THE EXERCISE: Please quote only the lines that start at the one with "Tag every instance of the dog's muzzle" and go on to the last line of the data, both ends kept.

INPUT:
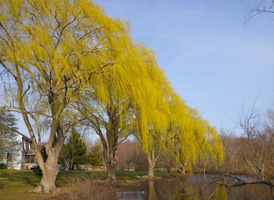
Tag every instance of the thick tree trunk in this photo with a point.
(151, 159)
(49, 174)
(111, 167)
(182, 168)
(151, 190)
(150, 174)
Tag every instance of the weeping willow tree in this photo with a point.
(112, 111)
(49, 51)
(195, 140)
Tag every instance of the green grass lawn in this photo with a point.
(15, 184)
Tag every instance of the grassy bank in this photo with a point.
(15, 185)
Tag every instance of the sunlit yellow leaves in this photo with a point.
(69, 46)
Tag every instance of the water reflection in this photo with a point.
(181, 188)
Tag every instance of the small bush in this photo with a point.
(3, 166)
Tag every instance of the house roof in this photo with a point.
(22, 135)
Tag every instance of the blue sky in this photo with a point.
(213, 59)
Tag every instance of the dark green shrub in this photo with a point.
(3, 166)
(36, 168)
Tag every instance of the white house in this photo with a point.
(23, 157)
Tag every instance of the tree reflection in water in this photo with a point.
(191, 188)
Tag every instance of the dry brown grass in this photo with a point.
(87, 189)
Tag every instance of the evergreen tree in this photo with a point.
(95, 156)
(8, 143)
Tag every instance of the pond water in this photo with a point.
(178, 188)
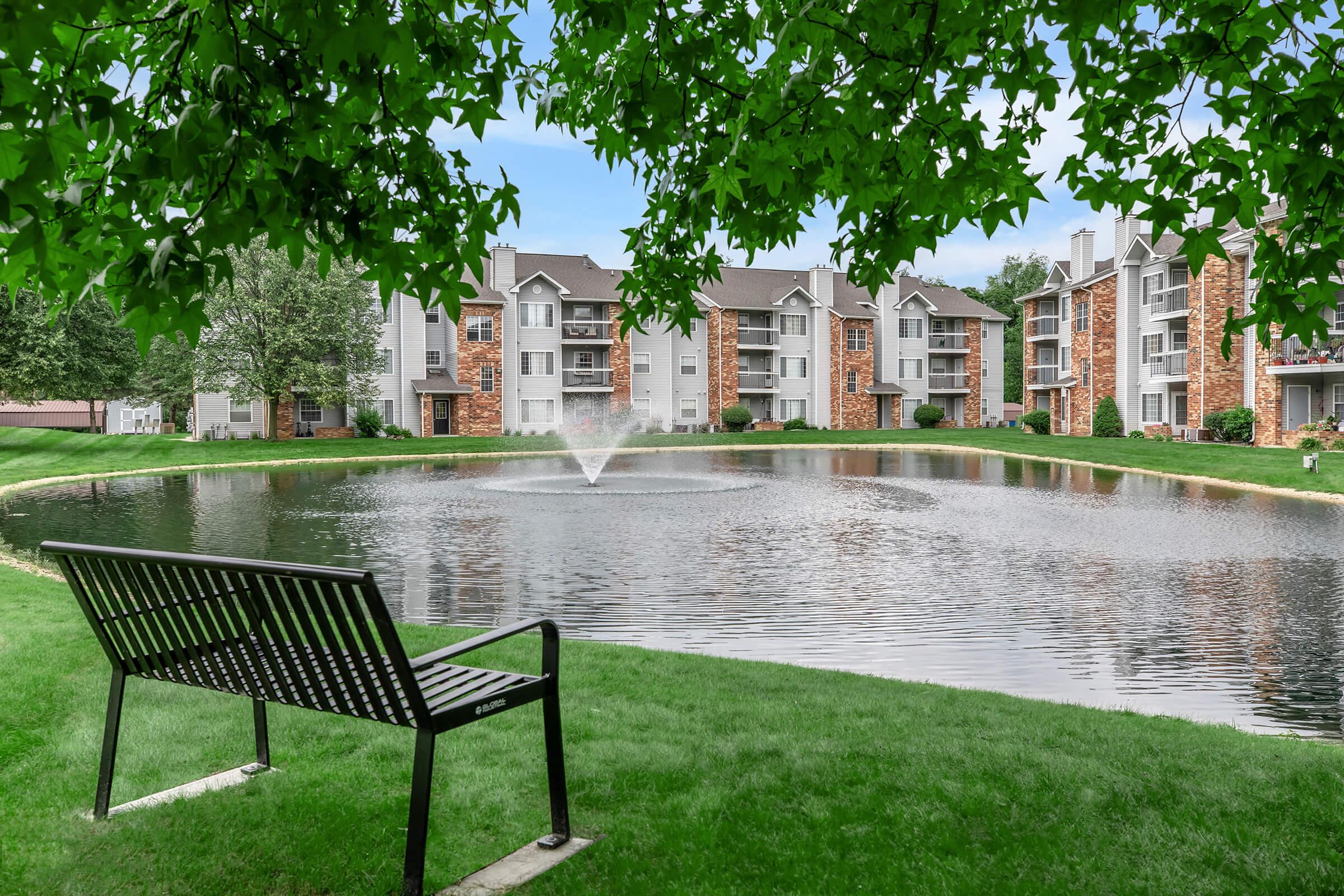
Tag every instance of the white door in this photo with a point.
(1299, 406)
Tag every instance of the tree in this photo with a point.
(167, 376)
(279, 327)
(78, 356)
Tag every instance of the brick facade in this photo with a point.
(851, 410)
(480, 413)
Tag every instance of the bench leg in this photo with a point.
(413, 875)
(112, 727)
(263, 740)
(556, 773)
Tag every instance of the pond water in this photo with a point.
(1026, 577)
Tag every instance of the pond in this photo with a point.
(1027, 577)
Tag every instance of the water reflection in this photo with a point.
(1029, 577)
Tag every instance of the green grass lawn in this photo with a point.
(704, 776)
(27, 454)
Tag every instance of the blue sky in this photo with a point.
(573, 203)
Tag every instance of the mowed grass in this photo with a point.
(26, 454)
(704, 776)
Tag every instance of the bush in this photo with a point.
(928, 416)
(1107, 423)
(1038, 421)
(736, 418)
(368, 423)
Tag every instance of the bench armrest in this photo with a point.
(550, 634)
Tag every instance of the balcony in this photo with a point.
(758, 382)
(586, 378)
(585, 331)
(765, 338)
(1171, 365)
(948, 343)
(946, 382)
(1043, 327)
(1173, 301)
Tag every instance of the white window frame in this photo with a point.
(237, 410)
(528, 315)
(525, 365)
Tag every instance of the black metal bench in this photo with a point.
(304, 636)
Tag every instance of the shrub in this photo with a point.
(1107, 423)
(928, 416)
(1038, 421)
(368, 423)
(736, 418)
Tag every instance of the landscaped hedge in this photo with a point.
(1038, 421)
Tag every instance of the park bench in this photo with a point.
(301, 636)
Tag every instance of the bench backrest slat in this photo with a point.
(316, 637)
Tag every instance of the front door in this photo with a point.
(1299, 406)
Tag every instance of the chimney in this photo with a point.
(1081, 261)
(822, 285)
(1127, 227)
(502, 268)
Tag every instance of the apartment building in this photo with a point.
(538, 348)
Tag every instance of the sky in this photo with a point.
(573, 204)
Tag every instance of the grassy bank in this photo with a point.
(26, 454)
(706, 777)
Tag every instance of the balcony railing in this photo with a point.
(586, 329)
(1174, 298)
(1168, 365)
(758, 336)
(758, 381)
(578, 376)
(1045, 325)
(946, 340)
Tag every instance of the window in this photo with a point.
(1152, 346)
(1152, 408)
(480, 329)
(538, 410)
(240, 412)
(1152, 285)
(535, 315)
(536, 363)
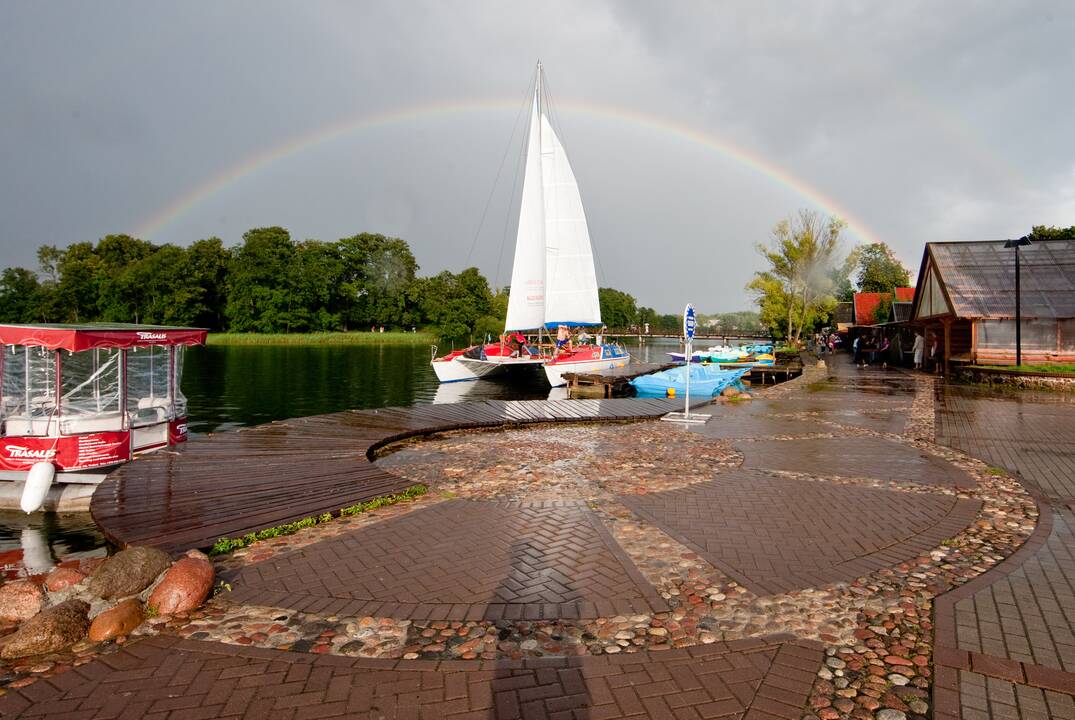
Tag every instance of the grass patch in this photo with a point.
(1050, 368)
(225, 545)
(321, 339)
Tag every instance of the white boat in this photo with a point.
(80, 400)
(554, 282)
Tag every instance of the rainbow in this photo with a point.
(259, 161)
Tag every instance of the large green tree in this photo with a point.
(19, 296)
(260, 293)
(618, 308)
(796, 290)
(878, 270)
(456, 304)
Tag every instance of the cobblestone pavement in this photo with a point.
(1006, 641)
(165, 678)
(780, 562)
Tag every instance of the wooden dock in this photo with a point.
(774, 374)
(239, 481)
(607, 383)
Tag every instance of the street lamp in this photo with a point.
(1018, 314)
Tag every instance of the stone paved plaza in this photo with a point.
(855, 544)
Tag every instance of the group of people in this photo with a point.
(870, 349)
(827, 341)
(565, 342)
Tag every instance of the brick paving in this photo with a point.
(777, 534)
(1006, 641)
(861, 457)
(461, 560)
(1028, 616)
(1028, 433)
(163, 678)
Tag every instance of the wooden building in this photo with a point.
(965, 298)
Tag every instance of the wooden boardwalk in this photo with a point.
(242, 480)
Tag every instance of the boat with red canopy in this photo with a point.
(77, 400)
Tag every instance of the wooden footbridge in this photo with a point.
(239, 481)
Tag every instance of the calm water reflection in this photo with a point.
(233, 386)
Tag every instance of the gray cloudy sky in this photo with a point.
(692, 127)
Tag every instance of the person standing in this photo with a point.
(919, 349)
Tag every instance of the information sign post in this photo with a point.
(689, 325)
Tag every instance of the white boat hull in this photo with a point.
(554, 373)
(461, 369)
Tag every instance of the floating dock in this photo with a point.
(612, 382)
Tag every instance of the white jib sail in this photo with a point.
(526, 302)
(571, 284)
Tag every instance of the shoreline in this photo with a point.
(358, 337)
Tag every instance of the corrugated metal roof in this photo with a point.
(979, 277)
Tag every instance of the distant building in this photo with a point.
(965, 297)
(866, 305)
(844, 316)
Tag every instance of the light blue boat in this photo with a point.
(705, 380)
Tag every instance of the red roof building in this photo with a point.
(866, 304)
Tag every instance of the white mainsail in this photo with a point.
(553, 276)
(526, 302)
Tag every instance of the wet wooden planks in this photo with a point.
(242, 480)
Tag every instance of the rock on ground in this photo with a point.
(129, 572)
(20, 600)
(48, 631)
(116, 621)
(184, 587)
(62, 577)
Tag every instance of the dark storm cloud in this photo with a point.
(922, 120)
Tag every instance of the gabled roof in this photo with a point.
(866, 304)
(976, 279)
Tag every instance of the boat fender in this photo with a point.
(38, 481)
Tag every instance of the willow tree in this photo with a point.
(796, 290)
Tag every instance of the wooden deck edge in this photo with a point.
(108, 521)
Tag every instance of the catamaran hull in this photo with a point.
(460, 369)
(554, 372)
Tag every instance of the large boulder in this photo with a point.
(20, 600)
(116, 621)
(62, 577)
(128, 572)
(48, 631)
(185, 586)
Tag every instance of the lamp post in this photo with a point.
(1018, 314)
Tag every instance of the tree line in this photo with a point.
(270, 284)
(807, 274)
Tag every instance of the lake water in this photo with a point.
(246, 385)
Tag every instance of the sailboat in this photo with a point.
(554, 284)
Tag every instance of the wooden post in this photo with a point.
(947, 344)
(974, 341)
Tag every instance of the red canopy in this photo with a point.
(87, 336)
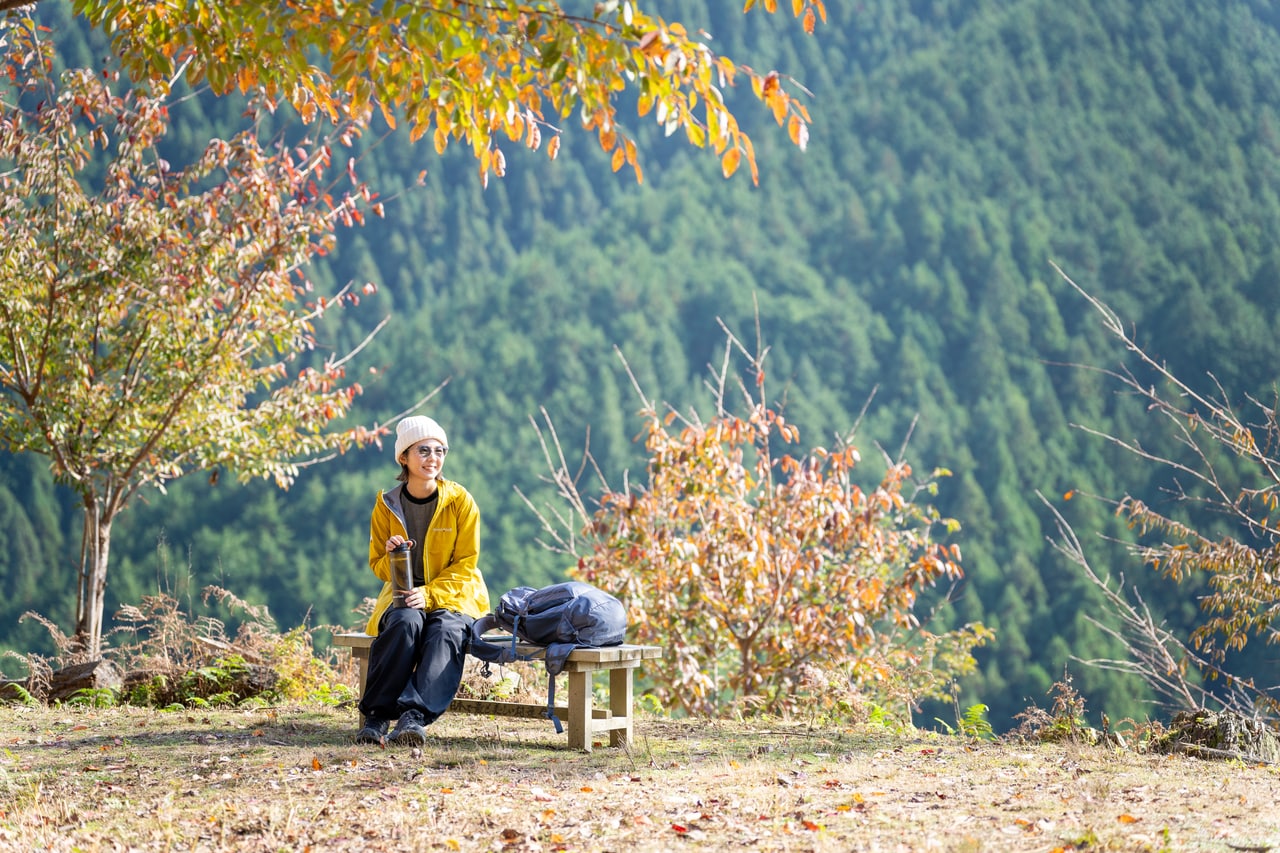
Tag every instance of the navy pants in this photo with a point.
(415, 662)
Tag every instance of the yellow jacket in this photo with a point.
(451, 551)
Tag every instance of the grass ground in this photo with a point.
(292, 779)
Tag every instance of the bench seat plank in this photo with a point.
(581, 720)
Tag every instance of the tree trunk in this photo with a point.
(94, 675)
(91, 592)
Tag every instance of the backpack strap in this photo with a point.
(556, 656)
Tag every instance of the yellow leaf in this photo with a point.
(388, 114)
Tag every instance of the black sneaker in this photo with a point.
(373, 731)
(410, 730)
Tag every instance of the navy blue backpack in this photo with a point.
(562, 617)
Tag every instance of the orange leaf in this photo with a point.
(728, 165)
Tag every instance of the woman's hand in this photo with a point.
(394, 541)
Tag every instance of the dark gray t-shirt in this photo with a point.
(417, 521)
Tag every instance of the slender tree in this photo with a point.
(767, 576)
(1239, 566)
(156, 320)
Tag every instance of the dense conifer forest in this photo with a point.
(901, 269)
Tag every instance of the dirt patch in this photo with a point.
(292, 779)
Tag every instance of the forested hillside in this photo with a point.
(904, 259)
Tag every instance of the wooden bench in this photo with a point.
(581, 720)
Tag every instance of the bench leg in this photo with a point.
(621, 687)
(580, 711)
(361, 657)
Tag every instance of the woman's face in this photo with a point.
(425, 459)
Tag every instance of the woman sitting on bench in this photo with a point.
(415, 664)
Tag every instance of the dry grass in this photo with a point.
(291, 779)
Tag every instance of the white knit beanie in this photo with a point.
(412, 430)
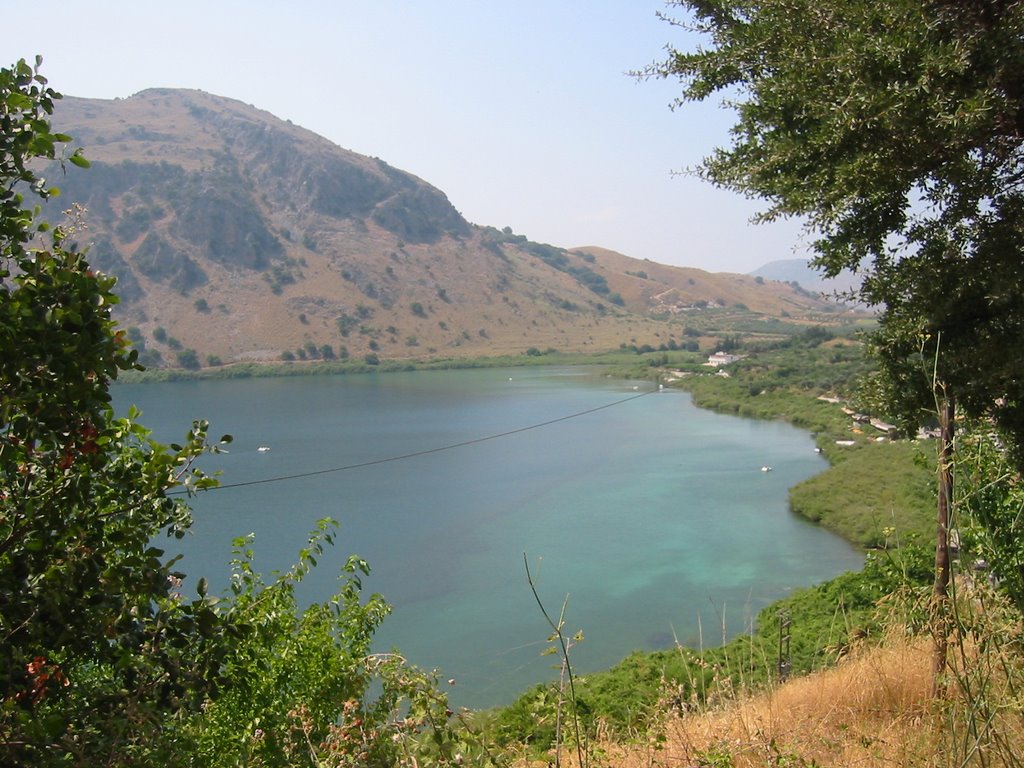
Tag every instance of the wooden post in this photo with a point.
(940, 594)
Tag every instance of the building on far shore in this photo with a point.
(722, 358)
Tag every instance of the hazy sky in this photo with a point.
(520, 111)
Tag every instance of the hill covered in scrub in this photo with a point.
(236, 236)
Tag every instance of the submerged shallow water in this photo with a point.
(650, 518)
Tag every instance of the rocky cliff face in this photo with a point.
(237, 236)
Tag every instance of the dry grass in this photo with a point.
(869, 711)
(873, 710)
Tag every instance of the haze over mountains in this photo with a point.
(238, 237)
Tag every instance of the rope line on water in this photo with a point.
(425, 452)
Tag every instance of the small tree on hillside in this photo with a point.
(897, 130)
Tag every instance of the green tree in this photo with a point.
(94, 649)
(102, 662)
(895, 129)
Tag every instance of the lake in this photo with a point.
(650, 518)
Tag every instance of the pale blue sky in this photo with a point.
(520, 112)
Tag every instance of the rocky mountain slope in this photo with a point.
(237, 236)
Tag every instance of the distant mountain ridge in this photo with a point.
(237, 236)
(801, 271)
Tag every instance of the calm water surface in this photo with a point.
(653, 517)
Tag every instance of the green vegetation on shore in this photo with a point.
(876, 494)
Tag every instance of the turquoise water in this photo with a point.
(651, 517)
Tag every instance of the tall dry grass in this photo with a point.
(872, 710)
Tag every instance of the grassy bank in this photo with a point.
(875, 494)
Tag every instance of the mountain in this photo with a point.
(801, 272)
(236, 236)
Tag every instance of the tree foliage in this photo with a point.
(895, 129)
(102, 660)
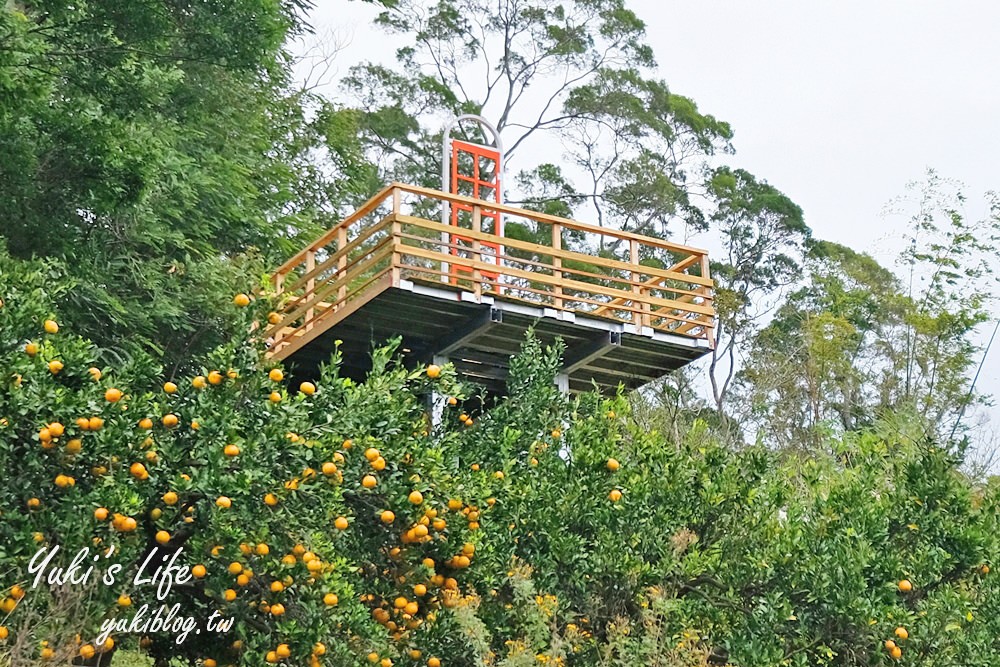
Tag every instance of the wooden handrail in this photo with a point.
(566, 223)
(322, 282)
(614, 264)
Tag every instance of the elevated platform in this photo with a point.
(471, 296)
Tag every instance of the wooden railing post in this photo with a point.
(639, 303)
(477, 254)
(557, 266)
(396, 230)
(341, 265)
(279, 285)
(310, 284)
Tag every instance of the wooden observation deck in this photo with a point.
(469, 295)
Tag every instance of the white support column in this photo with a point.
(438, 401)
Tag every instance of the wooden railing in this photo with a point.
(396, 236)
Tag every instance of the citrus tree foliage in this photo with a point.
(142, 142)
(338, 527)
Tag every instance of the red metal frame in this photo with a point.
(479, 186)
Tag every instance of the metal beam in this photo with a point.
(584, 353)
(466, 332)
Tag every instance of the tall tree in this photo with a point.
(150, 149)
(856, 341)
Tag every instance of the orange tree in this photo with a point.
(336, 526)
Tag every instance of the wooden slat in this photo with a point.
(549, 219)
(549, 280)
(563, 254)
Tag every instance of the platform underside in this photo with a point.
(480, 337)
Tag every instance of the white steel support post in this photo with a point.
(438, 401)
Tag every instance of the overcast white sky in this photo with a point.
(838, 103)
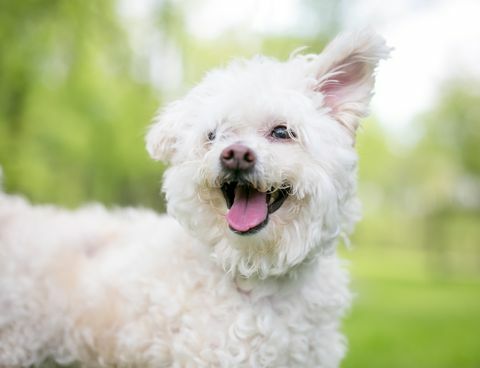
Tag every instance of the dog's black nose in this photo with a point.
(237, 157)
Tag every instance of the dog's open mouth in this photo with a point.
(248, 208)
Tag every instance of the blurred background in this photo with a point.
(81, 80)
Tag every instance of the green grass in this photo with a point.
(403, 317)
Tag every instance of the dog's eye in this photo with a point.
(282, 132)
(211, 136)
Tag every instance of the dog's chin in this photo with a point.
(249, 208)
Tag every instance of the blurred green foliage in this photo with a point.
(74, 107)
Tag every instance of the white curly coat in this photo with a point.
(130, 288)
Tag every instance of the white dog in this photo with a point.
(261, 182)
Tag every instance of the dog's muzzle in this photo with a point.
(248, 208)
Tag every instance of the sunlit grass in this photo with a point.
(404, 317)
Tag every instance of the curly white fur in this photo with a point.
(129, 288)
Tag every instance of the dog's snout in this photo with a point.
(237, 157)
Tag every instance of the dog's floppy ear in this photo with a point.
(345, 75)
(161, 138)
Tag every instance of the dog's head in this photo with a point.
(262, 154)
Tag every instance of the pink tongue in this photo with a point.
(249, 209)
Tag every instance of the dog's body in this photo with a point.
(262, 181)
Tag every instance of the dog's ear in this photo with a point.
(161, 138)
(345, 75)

REPLY TO THE TASK:
Tag every instance of the dog's muzzle in this photo with a point.
(248, 208)
Tag every instance of the sunlit grass in this photo with a point.
(404, 317)
Tag every instance of the curly white fur in this photo with a point.
(129, 288)
Tag every instance of the dog's snout in this photo with a point.
(237, 157)
Tag every instance of the dog's floppy ear in this photo with a point.
(345, 75)
(161, 138)
Tag every instance of the dog's head in this photo with a point.
(262, 154)
Tag every instance of the pink tongue in this photo with a point.
(249, 209)
Tag every instance of the dog's body in this photo with a point.
(262, 181)
Tag every instance of the dog's ear in this photo with a point.
(161, 138)
(345, 75)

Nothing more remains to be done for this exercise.